> Task goal
Update the data below so that every "thickest part" becomes "widest part", keeping everything else the same.

> Task input
%%

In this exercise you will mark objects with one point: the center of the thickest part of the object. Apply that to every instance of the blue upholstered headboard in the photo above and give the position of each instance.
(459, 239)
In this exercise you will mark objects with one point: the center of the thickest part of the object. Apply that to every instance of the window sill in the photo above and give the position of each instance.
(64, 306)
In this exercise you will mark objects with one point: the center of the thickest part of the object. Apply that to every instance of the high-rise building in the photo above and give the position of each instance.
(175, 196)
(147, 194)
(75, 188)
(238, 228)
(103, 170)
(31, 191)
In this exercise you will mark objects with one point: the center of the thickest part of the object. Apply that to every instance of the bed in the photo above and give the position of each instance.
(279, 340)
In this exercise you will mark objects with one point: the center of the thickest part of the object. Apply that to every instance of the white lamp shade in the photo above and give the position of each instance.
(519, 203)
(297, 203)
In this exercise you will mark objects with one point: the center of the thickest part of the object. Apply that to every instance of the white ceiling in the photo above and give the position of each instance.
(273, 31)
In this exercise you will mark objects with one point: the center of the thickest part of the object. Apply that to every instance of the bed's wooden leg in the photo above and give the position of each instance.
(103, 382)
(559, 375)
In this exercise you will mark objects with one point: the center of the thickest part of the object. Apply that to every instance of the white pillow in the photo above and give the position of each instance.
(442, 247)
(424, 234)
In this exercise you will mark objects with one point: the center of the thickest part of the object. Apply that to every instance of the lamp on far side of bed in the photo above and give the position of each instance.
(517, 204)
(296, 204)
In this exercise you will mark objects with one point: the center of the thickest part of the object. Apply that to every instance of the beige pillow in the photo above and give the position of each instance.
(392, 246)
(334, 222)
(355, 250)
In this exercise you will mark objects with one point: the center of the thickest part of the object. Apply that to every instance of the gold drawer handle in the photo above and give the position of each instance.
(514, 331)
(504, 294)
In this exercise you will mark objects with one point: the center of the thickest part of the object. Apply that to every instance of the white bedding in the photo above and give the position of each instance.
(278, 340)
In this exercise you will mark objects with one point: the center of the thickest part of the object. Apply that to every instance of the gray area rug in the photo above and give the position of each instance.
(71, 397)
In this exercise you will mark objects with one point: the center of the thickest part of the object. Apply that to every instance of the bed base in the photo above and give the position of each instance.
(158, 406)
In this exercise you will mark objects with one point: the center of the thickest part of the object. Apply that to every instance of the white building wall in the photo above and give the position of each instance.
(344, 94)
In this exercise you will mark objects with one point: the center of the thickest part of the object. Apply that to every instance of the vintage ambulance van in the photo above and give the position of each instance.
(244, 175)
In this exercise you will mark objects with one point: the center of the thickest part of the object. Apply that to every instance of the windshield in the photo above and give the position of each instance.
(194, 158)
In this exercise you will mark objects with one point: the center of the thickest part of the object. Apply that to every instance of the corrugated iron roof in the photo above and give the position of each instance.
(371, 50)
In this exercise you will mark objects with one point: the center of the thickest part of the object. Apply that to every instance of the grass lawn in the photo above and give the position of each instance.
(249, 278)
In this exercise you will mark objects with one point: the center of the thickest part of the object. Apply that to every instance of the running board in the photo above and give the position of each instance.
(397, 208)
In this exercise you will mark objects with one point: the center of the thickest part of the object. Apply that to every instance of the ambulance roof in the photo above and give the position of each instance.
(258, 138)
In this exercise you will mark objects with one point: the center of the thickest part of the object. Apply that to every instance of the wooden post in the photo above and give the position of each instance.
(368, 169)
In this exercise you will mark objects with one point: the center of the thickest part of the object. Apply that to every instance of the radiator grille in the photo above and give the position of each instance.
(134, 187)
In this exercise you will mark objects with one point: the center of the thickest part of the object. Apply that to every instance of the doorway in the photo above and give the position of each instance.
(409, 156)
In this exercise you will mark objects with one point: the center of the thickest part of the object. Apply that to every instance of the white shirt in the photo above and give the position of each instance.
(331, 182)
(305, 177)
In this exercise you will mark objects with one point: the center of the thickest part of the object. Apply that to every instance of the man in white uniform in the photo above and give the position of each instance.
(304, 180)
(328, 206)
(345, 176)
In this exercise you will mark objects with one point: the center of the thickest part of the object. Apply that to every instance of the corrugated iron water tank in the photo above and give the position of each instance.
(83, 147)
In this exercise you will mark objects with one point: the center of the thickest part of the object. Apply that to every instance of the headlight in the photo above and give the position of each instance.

%%

> Result
In this exercise you will mark objects with one point: the center of the widest part of the object. Apply that to every instance of the blue upholstered headboard in the photo above and give the position of each instance.
(459, 239)
In this exercise you will mark objects with one point: the center of the widest part of the object. Apply that to every instance of the window sill in the photo above and give the position of each instance.
(64, 306)
In this exercise you will mark objects with one point: the center of the widest part of the object. Apply that to every instance of the high-rise building in the photo above and give the position of each instance.
(175, 196)
(147, 194)
(75, 188)
(238, 228)
(103, 170)
(31, 191)
In this exercise you will mark objects with one point: the center of the widest part of the object. Apply that to every instance of the bed in the photo above and give the position of each instance.
(279, 340)
In this exercise you will mark objects with one point: the center of the widest part of the object. Apply that to every instance of the white lamp shade in the photo above and give the position of each instance.
(519, 203)
(297, 203)
In this exercise you will mark objects with one point: the center of the widest part of the object. Apply that to every instance of the white ceiling in the photo above and give the position of each instance.
(273, 31)
In this exercise you will mark objects with one point: the center of the widest part of the object. Apply that to every instance of the bed's wooden leg in the photo above and give the position of each instance.
(103, 382)
(559, 375)
In this exercise you will mark objects with one point: the center of the widest part of the object. Apply that to every instance of the white pillow in the photo above and give the position of each instance.
(442, 247)
(424, 234)
In this exercise you will mark objects with one point: the center of the widest part of the object. Apply that to every instance of the lamp on far side of bed in the photo above and give the position of each instance.
(517, 204)
(296, 204)
In this exercise you will mark objects with one point: the center of the widest part of the object. Apply that to every instance of the beige pillow in the photo above and give the position of each instance.
(392, 246)
(334, 222)
(355, 250)
In this exercise you will mark objects with one point: the center of the widest part of the object. Apply that to every instance of the gold drawer handle in the photo above and give the position of each instance.
(514, 331)
(504, 294)
In this exercise you will mark objects with one point: the center of the widest part of the object. Apply that to every instance of the white bedding in the photo above and give the position of each instance.
(278, 340)
In this exercise you will mark objects with one point: the center of the widest part of the object. Apply that to every instance of the gray area rug in the photo above and give the position of each instance.
(71, 397)
In this exercise you will mark objects with one point: the center of the widest part of the object. Apply that to every instance of the bed base in the photo above and give the position of each instance.
(158, 406)
In this exercise you will mark objects with one point: the center of the widest part of the object. Apply that to every instance of the white building wall in the photo above and give the position of each instance.
(344, 94)
In this exercise you will mark objects with one point: the center of the widest part of the object. Apply that to every instance of the vintage ambulance van in the photo above and give the position of each instance.
(244, 175)
In this exercise you will mark objects with one point: the center of the widest part of the object. Apply that to every instance of the windshield in the photo above and give the position of each instance.
(194, 158)
In this exercise you will mark objects with one point: the center of the widest part of the object. Apply that to every instance of the corrugated iron roof in the photo above and give the position of each instance.
(371, 50)
In this exercise you will mark objects with one point: the center of the widest part of the object. Apply that to every instance of the grass lawn in the photo above and give the position of each instance.
(249, 278)
In this exercise you will mark objects with one point: the center of the widest part of the object. Apply that to every instance of the running board in the photo above and give the position of each instance.
(397, 208)
In this exercise you will mark objects with one point: the center of the widest part of the object. Apply that to every instance of the ambulance roof in the photo above and give the position of each instance.
(258, 138)
In this exercise you will mark objects with one point: the center of the widest part of the object. Apply that to every instance of the wooden post in the photo above and give the position of each instance.
(368, 169)
In this exercise you will mark objects with one point: the center of the widest part of the object. Apply that to every instance of the radiator grille in the photo above and give the position of each instance.
(134, 187)
In this exercise you will mark objects with one point: the center of the widest part of the object. Apply that to every instance of the doorway in the photo above and give the position of each instance.
(409, 156)
In this exercise you will mark objects with one point: the center of the widest part of the object. Apply that to every instance of the white shirt in the photo above and give the position of each instance.
(331, 182)
(305, 177)
In this exercise you will mark objects with one point: the center of the widest part of the object. Apply that to every instance of the man in white uniform in the photo above and give the position of each instance.
(304, 180)
(328, 206)
(345, 176)
In this exercise you will mark objects with one point: the center of the widest part of the object. Apply that to every instance of the corrugated iron water tank in the photo above and give the position of each instance.
(83, 147)
In this exercise you will mark objects with one point: the center of the widest part of the object. Apply that to every instance of the headlight in the photo above and give the position of each instance.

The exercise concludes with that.